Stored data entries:
· · · · · · ·

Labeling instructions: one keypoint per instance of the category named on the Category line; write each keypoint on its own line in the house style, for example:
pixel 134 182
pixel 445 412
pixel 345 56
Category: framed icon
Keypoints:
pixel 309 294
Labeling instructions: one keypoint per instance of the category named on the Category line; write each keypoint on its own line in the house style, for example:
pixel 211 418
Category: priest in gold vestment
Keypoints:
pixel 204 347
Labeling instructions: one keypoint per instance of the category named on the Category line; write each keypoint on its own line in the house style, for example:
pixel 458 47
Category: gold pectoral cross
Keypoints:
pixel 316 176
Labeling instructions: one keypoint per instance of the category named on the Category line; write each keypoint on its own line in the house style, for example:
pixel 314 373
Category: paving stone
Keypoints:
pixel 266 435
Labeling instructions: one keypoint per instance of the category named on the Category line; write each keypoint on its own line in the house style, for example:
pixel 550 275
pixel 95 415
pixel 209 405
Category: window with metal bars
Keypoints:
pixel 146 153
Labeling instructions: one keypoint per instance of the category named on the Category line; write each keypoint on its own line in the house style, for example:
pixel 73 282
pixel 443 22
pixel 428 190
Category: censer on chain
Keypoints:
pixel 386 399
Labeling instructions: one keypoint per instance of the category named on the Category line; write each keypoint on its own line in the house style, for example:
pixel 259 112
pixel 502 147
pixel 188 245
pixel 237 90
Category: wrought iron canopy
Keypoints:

· · · · · · ·

## Task to carry out
Give a word-for-word copy of the records.

## Solution below
Labeling instructions: one keypoint per instance of the category named on the Category line; write each keypoint on its own line in the house style, for example:
pixel 134 182
pixel 445 412
pixel 345 56
Category: framed icon
Keypoints:
pixel 309 294
Labeling instructions: one keypoint per instance of the category named on the Category line; write each keypoint on its own line in the house style, for example:
pixel 211 418
Category: priest in gold vestment
Keypoints:
pixel 204 347
Labeling instructions: one keypoint per instance of the category named on the Category line; write each keypoint on its own line in the house style, for example:
pixel 458 47
Category: gold pectoral cross
Keypoints:
pixel 316 176
Labeling instructions: one keypoint per instance of the category named on the Category line; write each keypoint on its own line in the house style, for example:
pixel 314 373
Category: paving stone
Keypoints:
pixel 266 435
Labeling instructions: one keypoint per instance of the category named on the Category line; write each keypoint on its own line in the house style, for example:
pixel 550 275
pixel 95 415
pixel 209 405
Category: window with metal bars
Keypoints:
pixel 146 153
Labeling instructions: one keypoint per instance of the category named on the Category line; write each keypoint on its own line in the house style, for example:
pixel 73 282
pixel 443 22
pixel 428 190
Category: censer on chain
Keypoints:
pixel 386 399
Labeling instructions: one keypoint per instance of the category named on the Category line; write each keypoint on its own line in the house style, for example:
pixel 259 112
pixel 502 147
pixel 188 245
pixel 237 90
Category: wrought iron canopy
Keypoints:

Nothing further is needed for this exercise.